Point localization data >>
Start of Block

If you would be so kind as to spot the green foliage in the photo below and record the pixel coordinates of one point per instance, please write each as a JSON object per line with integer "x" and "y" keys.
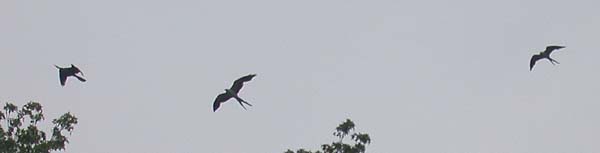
{"x": 20, "y": 136}
{"x": 343, "y": 130}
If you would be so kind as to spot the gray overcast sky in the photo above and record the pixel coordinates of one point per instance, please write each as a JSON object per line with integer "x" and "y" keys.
{"x": 418, "y": 76}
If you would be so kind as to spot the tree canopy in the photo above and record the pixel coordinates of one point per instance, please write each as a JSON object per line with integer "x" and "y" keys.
{"x": 361, "y": 140}
{"x": 19, "y": 132}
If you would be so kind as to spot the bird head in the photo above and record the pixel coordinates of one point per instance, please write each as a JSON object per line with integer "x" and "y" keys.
{"x": 216, "y": 106}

End of Block

Starting with the line that contains "If you would be so kind as to spot the bird", print every line through the end of the entries above exactly as written, both boundary lines included, and nothing else.

If you would be so kind as to spot the bird head in the photo above and record the pixel coordinates of one point per instance, please write each as a JSON object per line with integer "x" and "y" keys.
{"x": 216, "y": 106}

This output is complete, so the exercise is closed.